#### MATERIAL FOR THIS TASK:
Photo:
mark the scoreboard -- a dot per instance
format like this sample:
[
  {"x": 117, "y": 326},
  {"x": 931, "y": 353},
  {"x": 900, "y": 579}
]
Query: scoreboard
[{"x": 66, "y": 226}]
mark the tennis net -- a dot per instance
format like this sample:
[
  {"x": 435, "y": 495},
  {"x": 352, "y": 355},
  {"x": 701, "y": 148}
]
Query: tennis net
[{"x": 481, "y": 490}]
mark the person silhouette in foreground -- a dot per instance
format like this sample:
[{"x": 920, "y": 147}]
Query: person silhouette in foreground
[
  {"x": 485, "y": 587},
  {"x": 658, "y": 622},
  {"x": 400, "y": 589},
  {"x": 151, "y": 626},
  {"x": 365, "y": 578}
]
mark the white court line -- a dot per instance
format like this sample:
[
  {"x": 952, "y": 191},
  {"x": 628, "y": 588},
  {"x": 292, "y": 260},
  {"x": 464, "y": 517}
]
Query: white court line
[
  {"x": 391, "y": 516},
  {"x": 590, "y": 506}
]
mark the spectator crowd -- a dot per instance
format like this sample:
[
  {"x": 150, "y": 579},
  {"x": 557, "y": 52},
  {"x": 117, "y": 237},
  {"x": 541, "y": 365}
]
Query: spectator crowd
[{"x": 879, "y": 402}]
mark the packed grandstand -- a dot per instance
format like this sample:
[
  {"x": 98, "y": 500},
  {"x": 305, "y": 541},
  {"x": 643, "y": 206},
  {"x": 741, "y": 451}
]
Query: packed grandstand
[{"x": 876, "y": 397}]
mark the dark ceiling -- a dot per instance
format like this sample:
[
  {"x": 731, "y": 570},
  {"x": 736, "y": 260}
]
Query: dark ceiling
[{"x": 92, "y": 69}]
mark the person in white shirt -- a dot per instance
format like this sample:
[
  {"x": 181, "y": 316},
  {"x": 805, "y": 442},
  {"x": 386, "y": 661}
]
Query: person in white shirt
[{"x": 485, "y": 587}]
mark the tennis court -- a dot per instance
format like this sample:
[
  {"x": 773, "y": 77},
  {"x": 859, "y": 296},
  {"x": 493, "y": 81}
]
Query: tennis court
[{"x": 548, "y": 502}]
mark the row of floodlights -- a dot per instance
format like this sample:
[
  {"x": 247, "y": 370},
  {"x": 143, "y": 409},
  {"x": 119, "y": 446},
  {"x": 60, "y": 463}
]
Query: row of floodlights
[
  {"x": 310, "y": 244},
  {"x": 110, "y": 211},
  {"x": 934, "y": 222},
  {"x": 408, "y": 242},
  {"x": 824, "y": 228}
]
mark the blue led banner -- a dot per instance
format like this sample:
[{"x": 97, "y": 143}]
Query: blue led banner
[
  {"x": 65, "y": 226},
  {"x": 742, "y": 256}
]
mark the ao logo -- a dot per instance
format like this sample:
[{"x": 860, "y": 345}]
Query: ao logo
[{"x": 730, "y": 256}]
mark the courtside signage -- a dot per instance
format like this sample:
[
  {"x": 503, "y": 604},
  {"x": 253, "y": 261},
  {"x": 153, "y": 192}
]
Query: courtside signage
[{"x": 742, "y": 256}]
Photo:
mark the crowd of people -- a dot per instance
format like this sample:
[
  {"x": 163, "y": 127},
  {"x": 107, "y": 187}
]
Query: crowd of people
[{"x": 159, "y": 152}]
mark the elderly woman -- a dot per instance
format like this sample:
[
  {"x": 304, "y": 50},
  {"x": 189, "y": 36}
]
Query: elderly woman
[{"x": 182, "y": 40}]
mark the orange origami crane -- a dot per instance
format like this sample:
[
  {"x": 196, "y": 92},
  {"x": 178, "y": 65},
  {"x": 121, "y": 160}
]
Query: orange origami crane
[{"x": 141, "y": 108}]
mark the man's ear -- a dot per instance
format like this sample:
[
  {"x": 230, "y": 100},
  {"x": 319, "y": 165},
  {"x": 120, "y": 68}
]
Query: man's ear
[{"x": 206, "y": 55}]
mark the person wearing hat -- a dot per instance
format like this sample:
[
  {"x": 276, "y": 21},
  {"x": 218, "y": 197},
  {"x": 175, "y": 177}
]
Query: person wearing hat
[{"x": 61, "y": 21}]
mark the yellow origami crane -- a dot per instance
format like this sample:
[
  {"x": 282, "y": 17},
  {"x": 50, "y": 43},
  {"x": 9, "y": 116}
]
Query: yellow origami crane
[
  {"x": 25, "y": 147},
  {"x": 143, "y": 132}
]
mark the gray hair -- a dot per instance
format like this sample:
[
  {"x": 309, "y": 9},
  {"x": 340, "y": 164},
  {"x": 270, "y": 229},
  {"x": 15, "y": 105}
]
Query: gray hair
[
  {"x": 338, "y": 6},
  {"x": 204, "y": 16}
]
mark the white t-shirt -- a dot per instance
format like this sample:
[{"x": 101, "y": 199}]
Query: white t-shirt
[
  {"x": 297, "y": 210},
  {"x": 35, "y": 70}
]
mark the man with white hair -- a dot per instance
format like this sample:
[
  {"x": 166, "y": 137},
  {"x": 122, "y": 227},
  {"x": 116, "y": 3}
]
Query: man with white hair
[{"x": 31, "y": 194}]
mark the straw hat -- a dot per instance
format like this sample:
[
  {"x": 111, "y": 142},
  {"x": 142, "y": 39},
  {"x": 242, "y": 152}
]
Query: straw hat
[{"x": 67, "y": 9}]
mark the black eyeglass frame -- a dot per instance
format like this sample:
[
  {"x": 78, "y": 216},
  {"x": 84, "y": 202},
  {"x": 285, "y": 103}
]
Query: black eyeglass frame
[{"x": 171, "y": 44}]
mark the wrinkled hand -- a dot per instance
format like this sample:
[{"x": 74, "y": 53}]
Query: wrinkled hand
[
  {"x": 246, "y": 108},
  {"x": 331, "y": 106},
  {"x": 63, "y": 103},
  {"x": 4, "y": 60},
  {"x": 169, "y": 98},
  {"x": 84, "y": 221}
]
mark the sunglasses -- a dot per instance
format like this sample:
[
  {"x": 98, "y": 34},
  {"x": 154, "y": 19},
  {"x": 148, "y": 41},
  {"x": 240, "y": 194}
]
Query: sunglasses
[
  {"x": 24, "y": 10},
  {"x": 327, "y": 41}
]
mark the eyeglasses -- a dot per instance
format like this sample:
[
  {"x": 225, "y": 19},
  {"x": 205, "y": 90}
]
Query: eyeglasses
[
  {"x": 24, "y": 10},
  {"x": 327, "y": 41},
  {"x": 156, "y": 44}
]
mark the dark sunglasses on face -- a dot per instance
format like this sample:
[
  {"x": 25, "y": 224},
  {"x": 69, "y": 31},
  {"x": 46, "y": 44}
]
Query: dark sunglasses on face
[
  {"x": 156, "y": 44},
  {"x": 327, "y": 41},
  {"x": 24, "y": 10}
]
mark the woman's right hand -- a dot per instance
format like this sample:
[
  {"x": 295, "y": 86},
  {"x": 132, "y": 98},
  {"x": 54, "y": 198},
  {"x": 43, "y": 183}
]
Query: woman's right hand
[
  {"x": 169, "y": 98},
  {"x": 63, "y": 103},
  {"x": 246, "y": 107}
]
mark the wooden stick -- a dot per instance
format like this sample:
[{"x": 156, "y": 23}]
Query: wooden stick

#### WHAT TO WORK ON:
Return the full listing above unchanged, every line from the first to the last.

#### EXERCISE RESULT:
Photo:
mark the scoreboard -- a dot per instance
format like this sample:
[
  {"x": 117, "y": 326},
  {"x": 931, "y": 353},
  {"x": 900, "y": 579}
]
Query: scoreboard
[{"x": 66, "y": 226}]
mark the tennis net -- a dot per instance
format like this sample:
[
  {"x": 435, "y": 495},
  {"x": 352, "y": 355},
  {"x": 701, "y": 148}
]
Query: tennis net
[{"x": 481, "y": 490}]
mark the person silhouette in foreground -- a dot per instance
format like this sample:
[{"x": 920, "y": 147}]
Query: person silhouette in foreground
[
  {"x": 485, "y": 587},
  {"x": 658, "y": 622},
  {"x": 400, "y": 589},
  {"x": 151, "y": 626},
  {"x": 365, "y": 578}
]
mark the white court line -- a dot per instance
format like this sample:
[
  {"x": 952, "y": 191},
  {"x": 628, "y": 588},
  {"x": 292, "y": 260},
  {"x": 464, "y": 517}
]
Query: white court line
[
  {"x": 391, "y": 516},
  {"x": 590, "y": 506}
]
mark the spectator crowd -- a dot per instance
format like this sample:
[
  {"x": 150, "y": 579},
  {"x": 557, "y": 52},
  {"x": 117, "y": 237},
  {"x": 541, "y": 365}
]
Query: spectator crowd
[{"x": 879, "y": 402}]
mark the packed grandstand -- a dot per instance
format like this sample:
[
  {"x": 98, "y": 500},
  {"x": 305, "y": 541},
  {"x": 643, "y": 206},
  {"x": 741, "y": 451}
]
Query: packed grandstand
[{"x": 876, "y": 397}]
mark the dark ceiling -- a dot per instance
format like this sample:
[
  {"x": 731, "y": 570},
  {"x": 736, "y": 260}
]
Query: dark ceiling
[{"x": 92, "y": 69}]
mark the person in white shirt -- a dot per instance
format like this sample:
[
  {"x": 181, "y": 316},
  {"x": 805, "y": 442},
  {"x": 386, "y": 661}
]
Query: person in white shirt
[{"x": 485, "y": 587}]
mark the tennis court -- a dot per instance
format like this sample:
[
  {"x": 773, "y": 77},
  {"x": 859, "y": 296},
  {"x": 493, "y": 81}
]
Query: tennis court
[{"x": 548, "y": 502}]
mark the row of floodlights -- a dot per instance
format like this sample:
[
  {"x": 247, "y": 370},
  {"x": 143, "y": 409},
  {"x": 119, "y": 446},
  {"x": 60, "y": 463}
]
Query: row of floodlights
[
  {"x": 310, "y": 244},
  {"x": 110, "y": 211},
  {"x": 934, "y": 222},
  {"x": 408, "y": 242},
  {"x": 824, "y": 228}
]
mark the blue led banner -- a dot per instance
format like this sample:
[{"x": 97, "y": 143}]
Query: blue led banner
[
  {"x": 65, "y": 226},
  {"x": 742, "y": 256}
]
mark the ao logo -- a dot per instance
format like this sample:
[{"x": 860, "y": 345}]
Query: ao logo
[{"x": 730, "y": 256}]
mark the courtside signage -- a dot per instance
format like this sample:
[
  {"x": 503, "y": 604},
  {"x": 253, "y": 261},
  {"x": 153, "y": 192}
]
Query: courtside signage
[{"x": 742, "y": 256}]
Photo:
mark the crowd of people -- a dot per instance
format like this sample:
[
  {"x": 163, "y": 127},
  {"x": 107, "y": 187}
]
Query: crowd of people
[{"x": 159, "y": 152}]
mark the elderly woman -- a dot per instance
format like this sample:
[
  {"x": 304, "y": 50},
  {"x": 189, "y": 36}
]
Query: elderly woman
[{"x": 182, "y": 40}]
mark the orange origami crane -- a dot per instance
format like this sample:
[
  {"x": 196, "y": 92},
  {"x": 178, "y": 65},
  {"x": 121, "y": 160}
]
Query: orange origami crane
[{"x": 141, "y": 108}]
mark the man's ear -- a dot per instance
format like this sample:
[
  {"x": 230, "y": 100},
  {"x": 319, "y": 165},
  {"x": 120, "y": 68}
]
Query: man's ear
[{"x": 206, "y": 55}]
mark the person wearing hat -- a dot per instance
format like this sample:
[
  {"x": 276, "y": 21},
  {"x": 218, "y": 197},
  {"x": 175, "y": 177}
]
Query: person wearing hat
[{"x": 61, "y": 21}]
mark the yellow origami crane -- a dot per instance
format like this sample:
[
  {"x": 282, "y": 17},
  {"x": 50, "y": 43},
  {"x": 9, "y": 116}
]
Query: yellow origami crane
[
  {"x": 25, "y": 147},
  {"x": 143, "y": 132}
]
mark the gray hair -- a dot per instance
format like this sample:
[
  {"x": 309, "y": 9},
  {"x": 340, "y": 164},
  {"x": 270, "y": 229},
  {"x": 15, "y": 105}
]
Query: gray hair
[
  {"x": 338, "y": 6},
  {"x": 204, "y": 16}
]
mark the white t-shirt -- a dot per instance
format like this sample:
[{"x": 101, "y": 199}]
Query: white t-shirt
[
  {"x": 297, "y": 210},
  {"x": 35, "y": 70}
]
mark the man with white hair -- a dot per instance
format like this sample:
[
  {"x": 166, "y": 137},
  {"x": 122, "y": 227},
  {"x": 116, "y": 3}
]
Query: man with white hair
[{"x": 31, "y": 194}]
mark the straw hat -- a dot per instance
format like this sample:
[
  {"x": 111, "y": 142},
  {"x": 142, "y": 39},
  {"x": 242, "y": 152}
]
Query: straw hat
[{"x": 67, "y": 9}]
mark the black eyeglass frame -- a dot per instance
format like this sample:
[
  {"x": 78, "y": 216},
  {"x": 84, "y": 202},
  {"x": 285, "y": 103}
]
Query: black eyeglass frame
[{"x": 171, "y": 44}]
mark the wrinkled hand -- a dot per instance
format like this sample:
[{"x": 74, "y": 53}]
Query: wrinkled hand
[
  {"x": 246, "y": 108},
  {"x": 331, "y": 106},
  {"x": 63, "y": 103},
  {"x": 4, "y": 60},
  {"x": 169, "y": 98},
  {"x": 84, "y": 221}
]
mark the sunglasses -- a dot per instance
format like this sample:
[
  {"x": 98, "y": 34},
  {"x": 154, "y": 19},
  {"x": 148, "y": 41},
  {"x": 240, "y": 194}
]
Query: sunglasses
[
  {"x": 24, "y": 10},
  {"x": 327, "y": 41}
]
mark the eyeglasses -- a dot per instance
format like this sample:
[
  {"x": 225, "y": 19},
  {"x": 205, "y": 90}
]
Query: eyeglasses
[
  {"x": 24, "y": 10},
  {"x": 327, "y": 41},
  {"x": 156, "y": 44}
]
mark the dark sunglasses on face -- a dot per instance
format like this sample:
[
  {"x": 25, "y": 224},
  {"x": 69, "y": 31},
  {"x": 46, "y": 44}
]
Query: dark sunglasses on face
[
  {"x": 156, "y": 44},
  {"x": 327, "y": 41},
  {"x": 24, "y": 10}
]
mark the woman's right hand -- a dot per instance
format like this sample:
[
  {"x": 295, "y": 86},
  {"x": 132, "y": 98},
  {"x": 54, "y": 198},
  {"x": 43, "y": 183}
]
Query: woman's right hand
[
  {"x": 169, "y": 98},
  {"x": 63, "y": 103},
  {"x": 246, "y": 107}
]
mark the wooden stick -- a dot per instance
format like this sample:
[{"x": 156, "y": 23}]
Query: wooden stick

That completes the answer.